**Exercise prompt:** Please pick up the briefing transcript on Iraqi security force readiness below and continue it from its last sentence.

The 2nd Division, which is over here in the vicinity of Mosul, was one that was a National Guard or ICDC-type unit that was recruited from the local area and was trained as they operated. So they had a lot more OJT, or on-the-job training. And those four brigades are in a wide range of readiness rates. One of them is -- will be about three or four months from gaining the ability to do independent COIN operations with the support I just talked to you about at the senior leadership level in combat service support. And then the other three we expect to be ready to go by next summer; in June of '06 is the plan right now.
But all of them are fighting, and all of them are participating.
MR. WHITMAN: We've got time for maybe one or two more. Let's go to the back, and then we'll finish up with Joe.
Q General, Jeff Schogol with Stars and Stripes again. Is there an exact number -- an exact figure of how many Iraqi troops we need to train before we can start bringing troops home, U.S. troops home?
GEN. RODRIGUEZ: There's not an exact number, because it depends on multiple things. One is the insurgency and the strength of that insurgency and what we've been able to do to decrease that effectiveness.
The second thing is the combination of all the Iraqi security forces and of course the impact that the political process has on the insurgency and the growth of the Iraqi state.
So this is a constantly assessed situation, and I think it's been very, very clear that we'll come home as soon as we can, but not too soon.

**Dataset items:**
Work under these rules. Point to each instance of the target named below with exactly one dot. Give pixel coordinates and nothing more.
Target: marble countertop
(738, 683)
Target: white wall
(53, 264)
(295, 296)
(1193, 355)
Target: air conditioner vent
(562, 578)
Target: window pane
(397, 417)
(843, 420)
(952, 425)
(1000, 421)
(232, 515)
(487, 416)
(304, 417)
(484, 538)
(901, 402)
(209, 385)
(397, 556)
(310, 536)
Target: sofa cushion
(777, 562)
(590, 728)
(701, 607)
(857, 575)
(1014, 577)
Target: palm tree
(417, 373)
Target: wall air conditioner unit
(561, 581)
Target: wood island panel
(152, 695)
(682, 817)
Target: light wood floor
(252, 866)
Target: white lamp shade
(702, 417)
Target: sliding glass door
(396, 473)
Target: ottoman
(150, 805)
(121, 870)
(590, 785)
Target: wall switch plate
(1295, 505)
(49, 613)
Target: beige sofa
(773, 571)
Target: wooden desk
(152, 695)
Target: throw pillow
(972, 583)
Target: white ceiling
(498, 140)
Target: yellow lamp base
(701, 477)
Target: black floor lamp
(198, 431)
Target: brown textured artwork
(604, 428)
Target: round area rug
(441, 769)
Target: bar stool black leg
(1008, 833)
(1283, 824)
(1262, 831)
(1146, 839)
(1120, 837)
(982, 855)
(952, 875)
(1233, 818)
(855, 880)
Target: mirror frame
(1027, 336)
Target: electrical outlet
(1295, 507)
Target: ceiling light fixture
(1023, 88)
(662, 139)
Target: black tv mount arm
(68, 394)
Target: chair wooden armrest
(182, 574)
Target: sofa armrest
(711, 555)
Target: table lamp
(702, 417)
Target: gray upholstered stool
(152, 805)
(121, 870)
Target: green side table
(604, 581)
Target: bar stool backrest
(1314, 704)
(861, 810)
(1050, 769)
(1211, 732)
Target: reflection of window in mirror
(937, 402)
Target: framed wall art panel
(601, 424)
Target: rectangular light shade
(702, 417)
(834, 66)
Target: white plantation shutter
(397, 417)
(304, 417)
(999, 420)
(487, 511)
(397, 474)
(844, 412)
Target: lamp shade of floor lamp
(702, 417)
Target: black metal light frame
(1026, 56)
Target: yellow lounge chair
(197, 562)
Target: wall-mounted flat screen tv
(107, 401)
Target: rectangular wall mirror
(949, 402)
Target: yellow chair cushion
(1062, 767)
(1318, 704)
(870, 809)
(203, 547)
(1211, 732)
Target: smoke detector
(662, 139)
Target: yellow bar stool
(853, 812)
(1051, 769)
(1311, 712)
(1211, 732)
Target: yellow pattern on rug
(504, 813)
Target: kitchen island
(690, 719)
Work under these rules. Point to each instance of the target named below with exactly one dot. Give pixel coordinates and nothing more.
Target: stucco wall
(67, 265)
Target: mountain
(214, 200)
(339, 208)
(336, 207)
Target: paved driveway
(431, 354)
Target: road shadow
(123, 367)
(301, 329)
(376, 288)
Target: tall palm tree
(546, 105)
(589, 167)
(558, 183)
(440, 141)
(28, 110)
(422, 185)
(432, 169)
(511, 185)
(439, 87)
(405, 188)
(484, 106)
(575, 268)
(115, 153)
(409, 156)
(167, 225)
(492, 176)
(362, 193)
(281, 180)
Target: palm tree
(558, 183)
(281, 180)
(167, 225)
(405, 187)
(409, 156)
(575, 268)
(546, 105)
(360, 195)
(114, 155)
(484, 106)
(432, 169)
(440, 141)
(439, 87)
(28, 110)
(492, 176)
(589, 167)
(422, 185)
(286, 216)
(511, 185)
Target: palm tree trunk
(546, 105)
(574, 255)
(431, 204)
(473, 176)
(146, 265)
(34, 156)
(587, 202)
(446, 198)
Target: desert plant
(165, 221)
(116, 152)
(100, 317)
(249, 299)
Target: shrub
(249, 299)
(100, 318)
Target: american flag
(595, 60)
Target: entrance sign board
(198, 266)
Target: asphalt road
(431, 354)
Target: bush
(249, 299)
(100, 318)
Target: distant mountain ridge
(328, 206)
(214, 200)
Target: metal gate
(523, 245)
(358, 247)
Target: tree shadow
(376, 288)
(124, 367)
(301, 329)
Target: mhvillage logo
...
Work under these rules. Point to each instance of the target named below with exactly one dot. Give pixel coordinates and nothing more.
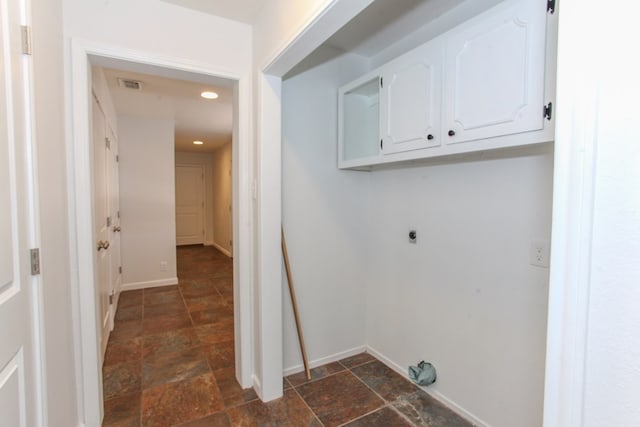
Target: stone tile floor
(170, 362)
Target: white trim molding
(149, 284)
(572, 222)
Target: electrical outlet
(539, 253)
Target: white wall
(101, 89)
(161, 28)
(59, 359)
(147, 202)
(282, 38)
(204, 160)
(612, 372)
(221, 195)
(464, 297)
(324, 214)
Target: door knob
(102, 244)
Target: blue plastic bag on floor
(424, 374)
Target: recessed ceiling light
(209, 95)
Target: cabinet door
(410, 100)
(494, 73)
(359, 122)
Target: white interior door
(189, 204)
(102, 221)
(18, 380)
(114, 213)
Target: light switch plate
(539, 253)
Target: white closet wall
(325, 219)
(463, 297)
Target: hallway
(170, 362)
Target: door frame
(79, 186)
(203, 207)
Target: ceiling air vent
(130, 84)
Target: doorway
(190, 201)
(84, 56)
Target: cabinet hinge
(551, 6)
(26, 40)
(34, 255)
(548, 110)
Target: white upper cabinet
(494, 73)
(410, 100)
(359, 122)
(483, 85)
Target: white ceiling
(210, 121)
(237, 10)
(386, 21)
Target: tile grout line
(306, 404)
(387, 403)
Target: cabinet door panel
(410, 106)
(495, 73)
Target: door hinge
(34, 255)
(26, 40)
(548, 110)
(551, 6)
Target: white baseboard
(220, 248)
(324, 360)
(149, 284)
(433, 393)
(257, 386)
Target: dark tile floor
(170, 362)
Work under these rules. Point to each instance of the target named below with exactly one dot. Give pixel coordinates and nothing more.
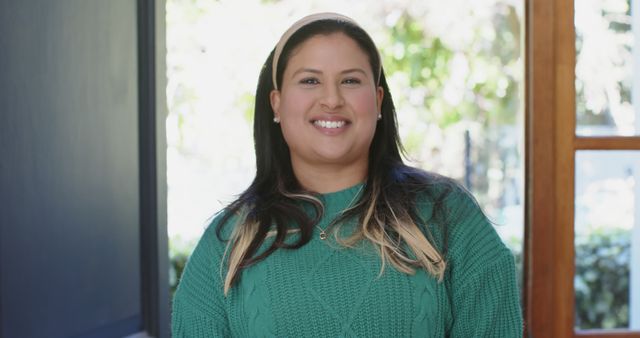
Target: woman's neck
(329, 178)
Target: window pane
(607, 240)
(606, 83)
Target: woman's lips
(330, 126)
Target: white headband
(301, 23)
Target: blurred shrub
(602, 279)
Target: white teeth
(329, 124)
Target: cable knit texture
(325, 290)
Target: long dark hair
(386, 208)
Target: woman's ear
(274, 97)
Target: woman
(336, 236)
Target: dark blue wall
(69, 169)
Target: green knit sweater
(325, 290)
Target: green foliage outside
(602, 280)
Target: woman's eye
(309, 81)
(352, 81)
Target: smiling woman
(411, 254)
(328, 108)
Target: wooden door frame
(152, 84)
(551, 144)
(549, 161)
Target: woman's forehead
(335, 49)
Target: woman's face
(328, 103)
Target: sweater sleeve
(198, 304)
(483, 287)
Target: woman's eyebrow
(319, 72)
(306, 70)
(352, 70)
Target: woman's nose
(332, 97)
...
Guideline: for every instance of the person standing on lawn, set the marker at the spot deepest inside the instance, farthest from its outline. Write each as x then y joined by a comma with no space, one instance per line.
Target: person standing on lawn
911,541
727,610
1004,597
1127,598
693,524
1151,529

**Expected answer:**
MR. WHITMAN: (Off mike.)
Q Thank you. General, Joe Tabet with Al Hurra again. In your area, are you using any technology, like robot, to face IEDs and roadside bombs?
GEN. RODRIGUEZ: Yes, we have robots. We have electronic countermeasure devices. We have Buffalos that have long arms that have -- provide the stand-off. So we're using a combination of many, many technologies, as well as equipment, to include dog -- dog teams is another component of this process.
But like you said, it's a combination of technology. It's a combination of tactics, techniques and procedures. It's a combination of intelligence. So it's a -- as I said, we take this threat very seriously and are combining every effort we can to reduce the threat to our soldiers.
MR. WHITMAN: Well, General Rodriguez, we've reached the end of our time here. We just want to thank you for taking the time late in your day to spend it with us. And we hope that we'll see you again in another few weeks.
GEN. RODRIGUEZ: Okay. Thank you very much.